▶ [WORK INSTRUCTION]: Copy the entire review of the Star Trek episode "Arena" word for word, with nothing changed.
━━━ EXCERPTED PASSAGE
Star Trek TOS S01E18 – Arena
Dir. Joseph Pevney, Wri. Gene L. Coon & Fredric Brown
The Summary: Kirk and an incredibly strong and resourceful alien are forced to fight to the death to save their crews.
The Good: The episode-opening banter before the plot gets going is cute and characterful. Just being actually outside in an area larger than a living room is surprisingly exciting in the context of watching this show consistently from week to week. So often they’re in caves or ships to enable filming on a sound stage, but the expanded environment really does wonders here. Sulu having to make some hard decisions is good for his character–he’s really hasn’t had a better serious moment before this episode. They do a good job of establishing the baddies as a serious threat. The arena situation is well contrived to be exciting—faced with an opponent who outmatches him, how will Kirk succeed? They at least try to give some narrative reasons why the guy in the Gorn suit cannot move at all, and it doesn’t feel too forced. It’s a rough situation (his lack of mobility), but I think they did the best they could under the circumstances. I think they’re intentionally going for some cool metacommentary with us watching the crew watching Kirk. There’s an interesting seed of an idea there that being removed from the action usually doesn’t have in this show. I love the ingenuity of Kirk’s solution and the race against time element of implementing it. I do like that Kirk learns a valuable lesson, but I’m not entirely convinced that the character should have needed to learn it, if that makes sense.
━━━━━━
━━━ DATA TO EXAMINE
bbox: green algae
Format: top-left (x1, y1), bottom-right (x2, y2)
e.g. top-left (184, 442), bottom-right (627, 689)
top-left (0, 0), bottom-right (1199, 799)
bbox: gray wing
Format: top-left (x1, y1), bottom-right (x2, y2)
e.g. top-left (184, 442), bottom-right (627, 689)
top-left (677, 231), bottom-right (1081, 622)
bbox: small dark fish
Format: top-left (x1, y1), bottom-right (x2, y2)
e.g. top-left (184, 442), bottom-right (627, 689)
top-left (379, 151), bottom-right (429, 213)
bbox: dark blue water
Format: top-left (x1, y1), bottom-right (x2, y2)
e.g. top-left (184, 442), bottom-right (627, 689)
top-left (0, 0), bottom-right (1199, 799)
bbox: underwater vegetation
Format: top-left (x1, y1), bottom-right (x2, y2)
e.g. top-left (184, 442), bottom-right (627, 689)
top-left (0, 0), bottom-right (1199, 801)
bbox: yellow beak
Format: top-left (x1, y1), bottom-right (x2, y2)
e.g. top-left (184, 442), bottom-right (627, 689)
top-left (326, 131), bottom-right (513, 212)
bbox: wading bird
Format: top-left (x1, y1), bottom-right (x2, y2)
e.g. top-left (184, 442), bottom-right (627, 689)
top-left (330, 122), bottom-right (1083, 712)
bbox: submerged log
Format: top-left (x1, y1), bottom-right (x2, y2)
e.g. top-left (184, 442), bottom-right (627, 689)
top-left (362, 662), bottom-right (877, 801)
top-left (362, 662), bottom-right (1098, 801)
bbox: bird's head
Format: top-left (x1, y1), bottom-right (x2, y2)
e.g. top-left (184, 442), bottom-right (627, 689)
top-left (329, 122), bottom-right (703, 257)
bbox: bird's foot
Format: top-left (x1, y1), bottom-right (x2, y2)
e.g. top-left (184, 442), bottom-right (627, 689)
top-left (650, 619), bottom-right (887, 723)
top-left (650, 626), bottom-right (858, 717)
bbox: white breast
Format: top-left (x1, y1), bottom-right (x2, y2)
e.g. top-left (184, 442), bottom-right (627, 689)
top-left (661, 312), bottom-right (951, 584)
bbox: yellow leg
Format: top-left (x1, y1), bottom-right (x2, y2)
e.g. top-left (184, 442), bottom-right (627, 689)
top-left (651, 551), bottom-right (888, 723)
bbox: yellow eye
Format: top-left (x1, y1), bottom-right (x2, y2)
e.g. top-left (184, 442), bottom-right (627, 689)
━━━━━━
▶ [EXERCISE OUTPUT]:
Star Trek TOS S01E18 – Arena
Dir. Joseph Pevney, Wri. Gene L. Coon & Fredric Brown
The Summary: Kirk and an incredibly strong and resourceful alien are forced to fight to the death to save their crews.
The Good: The episode-opening banter before the plot gets going is cute and characterful. Just being actually outside in an area larger than a living room is surprisingly exciting in the context of watching this show consistently from week to week. So often they’re in caves or ships to enable filming on a sound stage, but the expanded environment really does wonders here. Sulu having to make some hard decisions is good for his character–he’s really hasn’t had a better serious moment before this episode. They do a good job of establishing the baddies as a serious threat. The arena situation is well contrived to be exciting—faced with an opponent who outmatches him, how will Kirk succeed? They at least try to give some narrative reasons why the guy in the Gorn suit cannot move at all, and it doesn’t feel too forced. It’s a rough situation (his lack of mobility), but I think they did the best they could under the circumstances. I think they’re intentionally going for some cool metacommentary with us watching the crew watching Kirk. There’s an interesting seed of an idea there that being removed from the action usually doesn’t have in this show. I love the ingenuity of Kirk’s solution and the race against time element of implementing it. I do like that Kirk learns a valuable lesson, but I’m not entirely convinced that the character should have needed to learn it, if that makes sense.